### Problems and tasks
**A)** Answer these questions using the abstract on TRACE:
(i) Besides web-crawling, what powers TRACE?
(ii) How does the abstract describe manually extracting ancestry information from study texts?
(iii) What were TRACE's outputs compared to?
**B)** In order, list the words that the letters of TRACE stand for, as given in the abstract on TRACE.

### Document segment

_____

TRACE: applying AI language models to extract ancestry information from curated biomedical literature

Front Digit Health. 2025 Sep 19:7:1608370. doi: 10.3389/fdgth.2025.1608370. eCollection 2025.

Abstract

Introduction: Ancestry reporting is essential to ensure transparency and proper representation in biomedical studies. However, manually extracting this information from study texts is time-consuming and inefficient. In this paper, we present TRACE (Tool for Researching Ancestry and Cell Extraction), powered by GPT-4 and web-crawling, to automate ancestry identification by detecting cell lines or cultures in texts and tracing their ancestry.

Methods: TRACE extracts cell lines and primary cultures from research articles and follows web sources to determine their ancestry. We compared TRACE's outputs to a manually generated database to confirm its performance in identifying and verifying ancestry information.

_____

### Information supplied
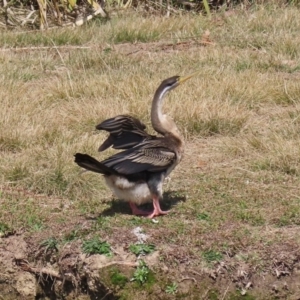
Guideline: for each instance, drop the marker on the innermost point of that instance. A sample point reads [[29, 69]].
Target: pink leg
[[157, 210], [136, 211]]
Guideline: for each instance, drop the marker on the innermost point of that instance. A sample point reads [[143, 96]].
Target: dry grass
[[240, 116]]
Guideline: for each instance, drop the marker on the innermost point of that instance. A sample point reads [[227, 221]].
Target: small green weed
[[50, 244], [73, 235], [141, 274], [203, 216], [95, 246], [212, 256], [141, 249], [172, 288], [117, 278], [4, 229]]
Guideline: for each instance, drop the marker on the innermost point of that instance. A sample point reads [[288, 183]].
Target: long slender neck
[[161, 122]]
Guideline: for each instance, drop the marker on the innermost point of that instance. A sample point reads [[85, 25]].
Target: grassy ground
[[234, 199]]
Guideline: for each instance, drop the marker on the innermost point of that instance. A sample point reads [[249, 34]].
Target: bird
[[137, 173]]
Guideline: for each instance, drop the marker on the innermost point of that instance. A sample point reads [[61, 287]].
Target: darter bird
[[137, 173]]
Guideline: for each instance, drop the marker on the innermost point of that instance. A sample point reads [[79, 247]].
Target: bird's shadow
[[170, 199]]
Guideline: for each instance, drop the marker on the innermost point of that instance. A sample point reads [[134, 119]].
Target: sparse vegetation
[[141, 249], [172, 288], [234, 199], [141, 273], [50, 244], [95, 246]]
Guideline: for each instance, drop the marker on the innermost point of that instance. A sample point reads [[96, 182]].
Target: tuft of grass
[[211, 256], [141, 274], [172, 288], [95, 246], [203, 216], [50, 244], [134, 36], [141, 249], [4, 229], [117, 278]]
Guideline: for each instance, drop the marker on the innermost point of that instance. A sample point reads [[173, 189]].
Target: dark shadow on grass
[[170, 199]]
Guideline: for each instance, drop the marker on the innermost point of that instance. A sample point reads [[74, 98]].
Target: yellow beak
[[183, 79]]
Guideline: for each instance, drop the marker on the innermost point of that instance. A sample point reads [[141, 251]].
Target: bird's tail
[[89, 163]]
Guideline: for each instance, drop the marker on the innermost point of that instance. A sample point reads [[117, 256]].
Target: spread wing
[[124, 132], [151, 155]]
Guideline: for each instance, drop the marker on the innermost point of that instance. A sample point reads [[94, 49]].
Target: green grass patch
[[141, 249], [95, 246]]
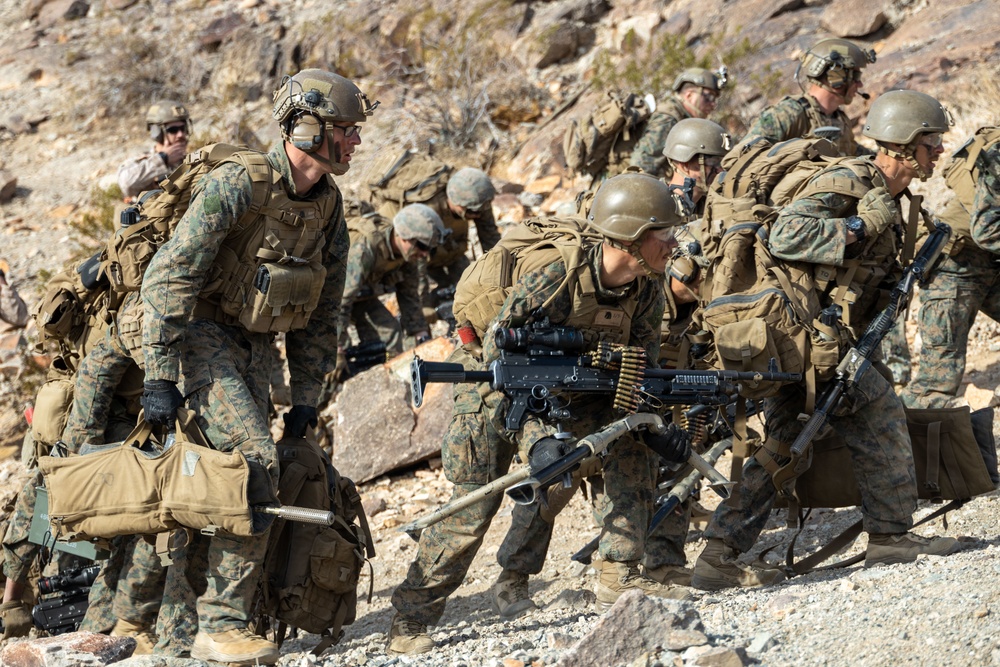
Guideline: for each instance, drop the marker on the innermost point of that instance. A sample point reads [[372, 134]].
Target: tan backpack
[[760, 310], [147, 224], [312, 571], [961, 174], [607, 135], [484, 286], [407, 177]]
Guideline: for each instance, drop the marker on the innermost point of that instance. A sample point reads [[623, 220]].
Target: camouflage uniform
[[810, 230], [648, 152], [477, 450], [373, 268], [225, 379]]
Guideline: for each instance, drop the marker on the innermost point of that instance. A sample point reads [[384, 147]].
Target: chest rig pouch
[[269, 275]]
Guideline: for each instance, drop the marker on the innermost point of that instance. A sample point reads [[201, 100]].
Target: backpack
[[407, 177], [604, 136], [485, 284], [312, 571], [961, 174], [146, 225], [759, 310]]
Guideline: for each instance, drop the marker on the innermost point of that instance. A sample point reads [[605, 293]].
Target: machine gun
[[539, 361], [64, 600], [857, 361]]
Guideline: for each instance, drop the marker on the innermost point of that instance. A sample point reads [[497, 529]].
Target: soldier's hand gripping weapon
[[857, 361]]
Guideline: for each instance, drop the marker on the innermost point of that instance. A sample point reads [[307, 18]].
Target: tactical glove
[[546, 452], [160, 400], [878, 210], [674, 445], [298, 418]]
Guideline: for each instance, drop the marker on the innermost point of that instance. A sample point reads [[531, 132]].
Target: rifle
[[64, 600], [680, 492], [539, 360], [857, 361]]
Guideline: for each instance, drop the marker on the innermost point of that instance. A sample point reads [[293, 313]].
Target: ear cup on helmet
[[306, 133]]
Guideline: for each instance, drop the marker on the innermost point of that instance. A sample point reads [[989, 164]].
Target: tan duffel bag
[[139, 487]]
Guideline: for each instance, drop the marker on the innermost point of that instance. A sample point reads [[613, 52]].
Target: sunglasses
[[348, 130]]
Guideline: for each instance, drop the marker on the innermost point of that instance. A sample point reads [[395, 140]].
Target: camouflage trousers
[[872, 423], [476, 450], [374, 323], [963, 286], [213, 581]]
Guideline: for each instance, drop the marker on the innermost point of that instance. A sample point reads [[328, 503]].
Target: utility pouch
[[283, 297]]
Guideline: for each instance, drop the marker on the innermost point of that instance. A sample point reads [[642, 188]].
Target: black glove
[[160, 400], [674, 445], [298, 418], [546, 452]]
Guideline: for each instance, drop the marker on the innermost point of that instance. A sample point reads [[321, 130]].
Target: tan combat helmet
[[699, 76], [470, 188], [308, 104], [420, 223], [693, 137], [899, 117], [834, 63], [162, 113]]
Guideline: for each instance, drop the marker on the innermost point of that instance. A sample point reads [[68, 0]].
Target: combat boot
[[675, 575], [890, 548], [717, 568], [145, 640], [616, 578], [408, 637], [510, 594], [237, 647], [16, 619]]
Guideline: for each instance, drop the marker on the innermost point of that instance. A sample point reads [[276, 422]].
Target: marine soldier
[[833, 70], [826, 228], [384, 257], [966, 279], [696, 92], [277, 267], [169, 127], [616, 277]]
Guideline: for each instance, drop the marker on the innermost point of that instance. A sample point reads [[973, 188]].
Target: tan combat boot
[[675, 575], [717, 568], [408, 637], [890, 548], [144, 638], [510, 594], [616, 578], [237, 647], [16, 617]]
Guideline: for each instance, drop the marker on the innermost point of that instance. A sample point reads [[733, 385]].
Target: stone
[[81, 649], [853, 18], [635, 625]]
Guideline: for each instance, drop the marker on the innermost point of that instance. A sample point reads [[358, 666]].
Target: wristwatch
[[857, 226]]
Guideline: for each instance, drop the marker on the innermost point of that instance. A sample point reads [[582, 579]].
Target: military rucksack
[[148, 223], [761, 310], [406, 178], [485, 284], [961, 173], [312, 571], [607, 135]]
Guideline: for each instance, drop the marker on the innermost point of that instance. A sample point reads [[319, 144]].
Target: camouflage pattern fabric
[[795, 117], [372, 269], [963, 286], [874, 429], [986, 207], [225, 382], [871, 421], [648, 152]]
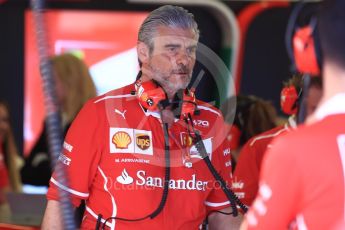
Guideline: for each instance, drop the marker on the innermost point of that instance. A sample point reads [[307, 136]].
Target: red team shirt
[[246, 175], [114, 157], [302, 179]]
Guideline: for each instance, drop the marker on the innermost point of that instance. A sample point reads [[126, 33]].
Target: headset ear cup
[[150, 94], [305, 52], [288, 100]]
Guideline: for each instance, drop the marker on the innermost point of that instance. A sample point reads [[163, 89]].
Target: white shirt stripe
[[112, 198], [209, 109], [211, 204], [111, 97]]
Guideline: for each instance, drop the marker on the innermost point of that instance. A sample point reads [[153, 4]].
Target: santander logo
[[124, 178], [145, 180]]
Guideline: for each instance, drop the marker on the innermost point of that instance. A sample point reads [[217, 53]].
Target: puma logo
[[121, 113]]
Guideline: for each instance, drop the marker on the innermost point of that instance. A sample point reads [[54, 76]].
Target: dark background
[[265, 63]]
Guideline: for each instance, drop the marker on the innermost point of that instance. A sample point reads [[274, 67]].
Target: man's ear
[[143, 52]]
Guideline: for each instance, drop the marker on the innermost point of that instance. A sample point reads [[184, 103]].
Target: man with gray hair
[[132, 153]]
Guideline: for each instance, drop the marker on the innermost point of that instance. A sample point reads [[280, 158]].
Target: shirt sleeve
[[79, 157], [278, 189], [221, 160], [246, 175]]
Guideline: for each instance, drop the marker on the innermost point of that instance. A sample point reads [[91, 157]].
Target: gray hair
[[168, 15]]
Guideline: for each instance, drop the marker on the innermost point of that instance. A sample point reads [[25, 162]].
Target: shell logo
[[143, 141], [121, 140]]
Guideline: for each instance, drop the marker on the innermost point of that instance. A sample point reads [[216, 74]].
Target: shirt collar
[[335, 105]]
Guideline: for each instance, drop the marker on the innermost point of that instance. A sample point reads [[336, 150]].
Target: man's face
[[172, 59]]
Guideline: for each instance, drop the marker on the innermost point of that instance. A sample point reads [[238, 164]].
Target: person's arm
[[219, 221], [52, 216]]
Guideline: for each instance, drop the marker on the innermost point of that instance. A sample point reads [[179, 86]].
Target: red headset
[[152, 97], [303, 43], [289, 100]]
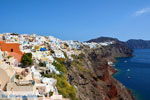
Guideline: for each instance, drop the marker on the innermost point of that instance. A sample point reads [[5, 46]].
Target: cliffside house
[[12, 49], [7, 74]]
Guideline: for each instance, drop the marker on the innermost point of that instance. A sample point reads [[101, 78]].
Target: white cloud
[[142, 11]]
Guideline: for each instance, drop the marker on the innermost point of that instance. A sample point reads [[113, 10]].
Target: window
[[12, 50]]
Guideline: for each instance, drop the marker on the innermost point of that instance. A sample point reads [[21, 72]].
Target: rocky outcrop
[[91, 75], [138, 44]]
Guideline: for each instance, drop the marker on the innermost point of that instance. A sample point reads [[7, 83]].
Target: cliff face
[[138, 44], [92, 76]]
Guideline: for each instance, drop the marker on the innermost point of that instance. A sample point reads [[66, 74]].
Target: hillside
[[138, 43]]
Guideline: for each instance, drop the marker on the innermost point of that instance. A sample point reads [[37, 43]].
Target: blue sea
[[134, 73]]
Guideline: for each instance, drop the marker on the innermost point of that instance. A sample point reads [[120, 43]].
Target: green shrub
[[27, 59], [42, 64], [60, 67], [63, 86]]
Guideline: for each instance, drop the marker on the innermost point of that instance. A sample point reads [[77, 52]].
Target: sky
[[77, 19]]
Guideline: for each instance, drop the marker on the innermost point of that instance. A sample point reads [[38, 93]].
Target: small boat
[[129, 77], [128, 70]]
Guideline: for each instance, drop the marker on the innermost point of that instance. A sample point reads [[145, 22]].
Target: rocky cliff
[[90, 73], [138, 44]]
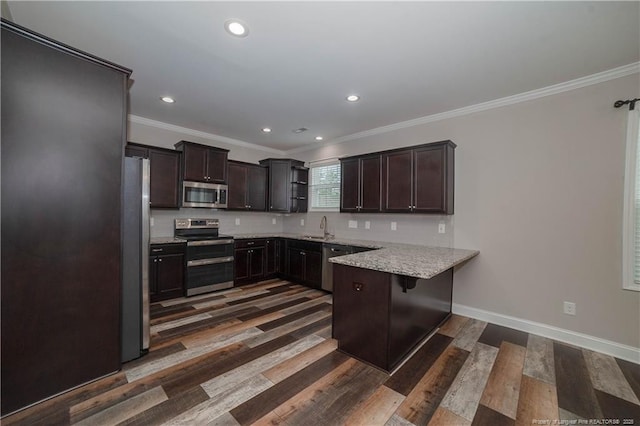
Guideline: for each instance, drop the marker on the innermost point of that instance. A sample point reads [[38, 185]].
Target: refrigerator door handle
[[146, 184]]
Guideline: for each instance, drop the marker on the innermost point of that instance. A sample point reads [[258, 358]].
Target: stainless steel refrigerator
[[135, 259]]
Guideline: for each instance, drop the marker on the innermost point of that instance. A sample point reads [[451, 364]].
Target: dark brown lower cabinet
[[304, 262], [249, 261], [166, 274], [272, 257], [379, 317]]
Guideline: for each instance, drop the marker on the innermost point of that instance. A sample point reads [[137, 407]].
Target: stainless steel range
[[209, 255]]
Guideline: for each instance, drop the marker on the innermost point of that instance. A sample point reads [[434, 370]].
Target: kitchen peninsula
[[387, 301]]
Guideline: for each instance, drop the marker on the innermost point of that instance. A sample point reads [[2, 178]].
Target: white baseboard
[[618, 350]]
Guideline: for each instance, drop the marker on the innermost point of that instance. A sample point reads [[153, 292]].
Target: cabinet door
[[398, 178], [165, 175], [279, 172], [170, 276], [195, 163], [241, 264], [370, 184], [295, 264], [429, 185], [271, 257], [216, 166], [237, 182], [313, 269], [256, 263], [350, 185], [257, 188]]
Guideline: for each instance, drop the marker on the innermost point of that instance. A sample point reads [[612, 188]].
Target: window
[[631, 222], [325, 187]]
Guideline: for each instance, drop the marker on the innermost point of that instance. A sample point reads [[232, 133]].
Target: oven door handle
[[213, 261], [208, 242]]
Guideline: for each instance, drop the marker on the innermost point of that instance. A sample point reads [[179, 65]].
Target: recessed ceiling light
[[236, 28]]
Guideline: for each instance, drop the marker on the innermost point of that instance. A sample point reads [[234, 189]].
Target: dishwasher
[[333, 250]]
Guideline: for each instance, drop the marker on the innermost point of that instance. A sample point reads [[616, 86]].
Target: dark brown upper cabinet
[[360, 184], [288, 185], [203, 163], [165, 174], [419, 179], [247, 186]]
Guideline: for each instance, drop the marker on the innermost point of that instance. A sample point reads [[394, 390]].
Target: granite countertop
[[410, 260], [403, 259]]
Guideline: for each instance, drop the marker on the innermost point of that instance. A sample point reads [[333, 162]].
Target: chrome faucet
[[323, 226]]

_____

### Results for the exercise
**A)**
(i) GPT-4
(ii) Time-consuming and inefficient
(iii) A manually generated database

**B)** Tool, Researching, Ancestry, Cell, Extraction